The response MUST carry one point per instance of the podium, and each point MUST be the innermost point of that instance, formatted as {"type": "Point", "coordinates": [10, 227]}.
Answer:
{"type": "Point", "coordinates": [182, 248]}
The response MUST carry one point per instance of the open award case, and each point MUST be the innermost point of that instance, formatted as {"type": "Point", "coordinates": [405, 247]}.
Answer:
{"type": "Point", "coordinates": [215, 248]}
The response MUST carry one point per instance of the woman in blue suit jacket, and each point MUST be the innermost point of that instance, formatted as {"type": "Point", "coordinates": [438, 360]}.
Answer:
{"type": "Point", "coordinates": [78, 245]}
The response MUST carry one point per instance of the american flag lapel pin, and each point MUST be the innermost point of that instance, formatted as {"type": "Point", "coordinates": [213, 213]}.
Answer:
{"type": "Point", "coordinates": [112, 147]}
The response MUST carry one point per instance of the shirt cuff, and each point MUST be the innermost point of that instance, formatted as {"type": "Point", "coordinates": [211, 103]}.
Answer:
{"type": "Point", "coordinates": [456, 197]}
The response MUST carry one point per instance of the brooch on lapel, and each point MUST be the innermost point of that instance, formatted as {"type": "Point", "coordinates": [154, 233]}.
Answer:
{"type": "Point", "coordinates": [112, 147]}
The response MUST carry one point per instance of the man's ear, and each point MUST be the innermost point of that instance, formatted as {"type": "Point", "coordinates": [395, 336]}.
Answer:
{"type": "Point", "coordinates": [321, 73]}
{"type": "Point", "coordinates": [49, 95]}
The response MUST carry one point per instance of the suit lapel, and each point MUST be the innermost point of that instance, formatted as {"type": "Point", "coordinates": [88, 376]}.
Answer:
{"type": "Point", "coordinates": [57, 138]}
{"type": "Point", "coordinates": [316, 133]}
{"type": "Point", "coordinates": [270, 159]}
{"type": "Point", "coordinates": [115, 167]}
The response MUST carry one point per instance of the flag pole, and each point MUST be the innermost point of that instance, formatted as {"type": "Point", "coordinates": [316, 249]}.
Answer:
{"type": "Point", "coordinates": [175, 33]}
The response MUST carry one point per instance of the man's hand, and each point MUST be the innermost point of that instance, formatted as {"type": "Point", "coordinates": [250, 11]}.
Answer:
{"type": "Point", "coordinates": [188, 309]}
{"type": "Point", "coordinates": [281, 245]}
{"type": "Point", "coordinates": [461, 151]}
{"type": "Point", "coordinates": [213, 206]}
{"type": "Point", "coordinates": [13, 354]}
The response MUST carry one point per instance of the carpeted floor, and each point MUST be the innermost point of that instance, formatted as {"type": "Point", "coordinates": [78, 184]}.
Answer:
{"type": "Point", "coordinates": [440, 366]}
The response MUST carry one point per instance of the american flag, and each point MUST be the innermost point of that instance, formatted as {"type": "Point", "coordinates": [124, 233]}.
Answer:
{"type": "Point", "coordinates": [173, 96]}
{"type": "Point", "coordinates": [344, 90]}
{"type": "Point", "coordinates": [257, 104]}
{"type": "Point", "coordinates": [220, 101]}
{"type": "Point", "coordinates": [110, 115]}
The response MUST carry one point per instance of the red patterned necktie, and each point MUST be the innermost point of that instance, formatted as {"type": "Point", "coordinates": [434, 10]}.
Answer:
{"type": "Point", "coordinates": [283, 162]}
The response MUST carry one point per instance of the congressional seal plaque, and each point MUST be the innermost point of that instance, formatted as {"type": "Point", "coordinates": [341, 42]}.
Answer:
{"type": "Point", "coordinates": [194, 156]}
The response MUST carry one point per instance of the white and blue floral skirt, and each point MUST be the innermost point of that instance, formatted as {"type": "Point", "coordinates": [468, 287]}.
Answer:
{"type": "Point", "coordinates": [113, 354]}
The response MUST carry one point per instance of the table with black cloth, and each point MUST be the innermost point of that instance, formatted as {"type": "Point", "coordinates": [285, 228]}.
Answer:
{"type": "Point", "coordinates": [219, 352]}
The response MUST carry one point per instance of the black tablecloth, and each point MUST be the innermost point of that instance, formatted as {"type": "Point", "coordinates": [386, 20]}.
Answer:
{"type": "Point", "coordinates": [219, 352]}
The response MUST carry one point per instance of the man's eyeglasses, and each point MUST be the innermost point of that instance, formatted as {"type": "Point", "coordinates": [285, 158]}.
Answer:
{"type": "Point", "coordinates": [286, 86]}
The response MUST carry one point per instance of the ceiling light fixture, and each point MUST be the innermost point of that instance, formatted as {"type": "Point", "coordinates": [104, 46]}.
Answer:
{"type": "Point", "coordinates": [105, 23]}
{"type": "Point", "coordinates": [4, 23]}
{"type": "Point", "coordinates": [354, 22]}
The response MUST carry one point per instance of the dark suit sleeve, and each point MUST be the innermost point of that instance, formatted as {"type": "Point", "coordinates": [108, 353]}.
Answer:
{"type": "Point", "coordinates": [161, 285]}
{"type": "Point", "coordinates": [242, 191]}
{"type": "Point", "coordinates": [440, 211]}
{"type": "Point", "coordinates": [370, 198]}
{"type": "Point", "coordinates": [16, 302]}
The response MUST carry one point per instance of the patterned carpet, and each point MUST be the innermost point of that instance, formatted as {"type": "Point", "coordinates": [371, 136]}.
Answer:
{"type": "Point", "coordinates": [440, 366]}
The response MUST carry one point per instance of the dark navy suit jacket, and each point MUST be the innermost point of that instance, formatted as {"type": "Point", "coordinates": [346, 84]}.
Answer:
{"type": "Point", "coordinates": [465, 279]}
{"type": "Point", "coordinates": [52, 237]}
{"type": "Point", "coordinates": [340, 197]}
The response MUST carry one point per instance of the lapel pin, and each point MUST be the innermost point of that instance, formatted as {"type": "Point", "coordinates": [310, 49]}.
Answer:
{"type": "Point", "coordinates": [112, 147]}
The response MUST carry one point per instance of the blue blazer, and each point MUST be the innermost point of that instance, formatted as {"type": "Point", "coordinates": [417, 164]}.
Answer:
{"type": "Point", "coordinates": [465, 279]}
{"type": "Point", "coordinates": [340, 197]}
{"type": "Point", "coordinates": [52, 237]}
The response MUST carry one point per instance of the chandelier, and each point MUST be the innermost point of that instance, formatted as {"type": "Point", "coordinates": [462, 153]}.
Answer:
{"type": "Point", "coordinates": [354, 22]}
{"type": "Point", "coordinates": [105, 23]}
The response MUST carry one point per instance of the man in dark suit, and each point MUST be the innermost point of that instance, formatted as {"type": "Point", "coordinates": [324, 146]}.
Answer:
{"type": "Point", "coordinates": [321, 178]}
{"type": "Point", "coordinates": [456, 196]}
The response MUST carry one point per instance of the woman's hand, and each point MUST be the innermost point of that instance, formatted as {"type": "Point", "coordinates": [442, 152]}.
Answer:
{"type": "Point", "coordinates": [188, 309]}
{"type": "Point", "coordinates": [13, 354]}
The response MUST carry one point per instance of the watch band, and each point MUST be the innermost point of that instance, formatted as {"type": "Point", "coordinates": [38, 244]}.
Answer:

[What you should do]: Copy every item above again, swapping "innermost" for "most central" and leaving all other text unchanged.

[Task answer]:
The response MUST carry one point per instance of the podium, and each point MUST be the most central point of that instance, formatted as {"type": "Point", "coordinates": [10, 227]}.
Answer:
{"type": "Point", "coordinates": [182, 248]}
The response MUST carry one point per instance of the open award case, and each point MUST be the most central point of that instance, formatted as {"type": "Point", "coordinates": [405, 247]}.
Answer:
{"type": "Point", "coordinates": [215, 248]}
The response MUST carry one point per instance of the woman in blue suit jacket, and each point MUST be the most central point of that instance, formatted as {"type": "Point", "coordinates": [438, 360]}.
Answer:
{"type": "Point", "coordinates": [78, 245]}
The response MUST carry one point per instance of the american flag lapel pin, and each point MUST be the most central point of that instance, formatted as {"type": "Point", "coordinates": [213, 213]}.
Answer:
{"type": "Point", "coordinates": [112, 147]}
The response MUST carry one point per instance of the shirt cuff, and each point MUST be the most central point of that instance, formatted as {"type": "Point", "coordinates": [211, 103]}.
Answer:
{"type": "Point", "coordinates": [456, 197]}
The response MUST carry one point per instance of the brooch on lapel, and each point MUST be the most central point of that instance, formatted as {"type": "Point", "coordinates": [154, 233]}.
Answer:
{"type": "Point", "coordinates": [112, 147]}
The response MUST carry one point per instance of the man's ear, and each point MUST be the most central point of that instance, formatted as {"type": "Point", "coordinates": [395, 336]}.
Answer:
{"type": "Point", "coordinates": [321, 73]}
{"type": "Point", "coordinates": [49, 95]}
The response MUST carry one point per instance of the suit lapel, and each point MUST be the most central point of that instance, formatted as {"type": "Point", "coordinates": [88, 376]}.
Answer:
{"type": "Point", "coordinates": [57, 138]}
{"type": "Point", "coordinates": [316, 133]}
{"type": "Point", "coordinates": [270, 159]}
{"type": "Point", "coordinates": [115, 167]}
The response MUST carry one point per instance of the flag pole, and each point MUST be the most central point of that instance, formatted as {"type": "Point", "coordinates": [316, 249]}.
Answer:
{"type": "Point", "coordinates": [175, 33]}
The response MUST carry one point per instance of the man's hand, and each point MUST be the most central point of that instance, formatted as {"type": "Point", "coordinates": [250, 11]}.
Answer:
{"type": "Point", "coordinates": [188, 309]}
{"type": "Point", "coordinates": [281, 245]}
{"type": "Point", "coordinates": [461, 151]}
{"type": "Point", "coordinates": [213, 206]}
{"type": "Point", "coordinates": [13, 354]}
The response MUST carry one point per instance of the carpeted floor, and each point MUST be the most central point of that instance, formatted as {"type": "Point", "coordinates": [78, 184]}.
Answer:
{"type": "Point", "coordinates": [440, 366]}
The response MUST carry one point per instance of the american flag, and each point MUST be the most central point of that instance, formatted as {"type": "Point", "coordinates": [124, 233]}.
Answer:
{"type": "Point", "coordinates": [173, 96]}
{"type": "Point", "coordinates": [344, 90]}
{"type": "Point", "coordinates": [257, 104]}
{"type": "Point", "coordinates": [220, 101]}
{"type": "Point", "coordinates": [110, 115]}
The response MUST carry one point per instance of the red patterned necktie, and each point MUST be the most central point of that instance, formatted as {"type": "Point", "coordinates": [434, 10]}.
Answer:
{"type": "Point", "coordinates": [283, 162]}
The response MUST carry one point per instance of the congressional seal plaque, and each point MUST be the most central point of that instance, formatted as {"type": "Point", "coordinates": [341, 42]}.
Answer:
{"type": "Point", "coordinates": [194, 156]}
The response MUST carry one point per instance of the white and blue floral skirt, and each point MUST be the most central point of that instance, formatted as {"type": "Point", "coordinates": [468, 287]}.
Answer:
{"type": "Point", "coordinates": [113, 354]}
The response MUST carry one point per instance of the table with black cloth, and each point MUST be the most central point of that instance, formatted as {"type": "Point", "coordinates": [285, 228]}.
Answer:
{"type": "Point", "coordinates": [219, 352]}
The response MUST carry one point per instance of the black tablecloth, and each point MUST be the most central point of that instance, formatted as {"type": "Point", "coordinates": [386, 20]}.
Answer:
{"type": "Point", "coordinates": [219, 352]}
The response MUST carry one point per instance of the man's eyeglasses, and each point MUST be the most central point of that instance, formatted as {"type": "Point", "coordinates": [285, 158]}.
Answer:
{"type": "Point", "coordinates": [286, 86]}
The response MUST carry one point per instance of the ceiling light fixture, and each point MUST be the most central point of that instance, formatted as {"type": "Point", "coordinates": [104, 46]}.
Answer:
{"type": "Point", "coordinates": [105, 23]}
{"type": "Point", "coordinates": [4, 23]}
{"type": "Point", "coordinates": [354, 22]}
The response MUST carry one point per instance of the dark suit sleeve, and each point MUST be the most central point of that instance, formatted as {"type": "Point", "coordinates": [108, 353]}.
Answer:
{"type": "Point", "coordinates": [161, 285]}
{"type": "Point", "coordinates": [242, 191]}
{"type": "Point", "coordinates": [440, 211]}
{"type": "Point", "coordinates": [370, 198]}
{"type": "Point", "coordinates": [16, 302]}
The response MUST carry one point per instance of the patterned carpet, and each point MUST be the most central point of that instance, formatted as {"type": "Point", "coordinates": [371, 136]}.
Answer:
{"type": "Point", "coordinates": [440, 366]}
The response MUST carry one point per instance of the dark navy suit jacket, and each point MUST be the most central point of that instance, formatted as {"type": "Point", "coordinates": [346, 84]}.
Answer:
{"type": "Point", "coordinates": [465, 279]}
{"type": "Point", "coordinates": [52, 237]}
{"type": "Point", "coordinates": [340, 197]}
The response MUST carry one point per instance of the lapel pin, and each point MUST be the most central point of that instance, formatted as {"type": "Point", "coordinates": [310, 49]}.
Answer:
{"type": "Point", "coordinates": [112, 147]}
The response MUST carry one point per instance of the blue blazer, and each point MUST be the most central point of that instance, formatted as {"type": "Point", "coordinates": [417, 164]}.
Answer:
{"type": "Point", "coordinates": [465, 279]}
{"type": "Point", "coordinates": [340, 197]}
{"type": "Point", "coordinates": [52, 237]}
The response MUST carry one point per instance of the chandelier, and each point MUST be the most central point of that instance, formatted as {"type": "Point", "coordinates": [462, 153]}.
Answer:
{"type": "Point", "coordinates": [354, 22]}
{"type": "Point", "coordinates": [105, 23]}
The response MUST carry one point per instance of the man in dark suit, and each point MUST be the most central point of that instance, formatted as {"type": "Point", "coordinates": [324, 146]}.
Answer:
{"type": "Point", "coordinates": [321, 178]}
{"type": "Point", "coordinates": [456, 196]}
The response MUST carry one point per instance of the woman's hand, and each point MUST be the most central point of that instance, formatted as {"type": "Point", "coordinates": [442, 152]}.
Answer:
{"type": "Point", "coordinates": [188, 309]}
{"type": "Point", "coordinates": [13, 354]}
The response MUST carry one point per instance of the watch band, and each point MUST be the most central point of that instance, formatted as {"type": "Point", "coordinates": [38, 244]}.
Answer:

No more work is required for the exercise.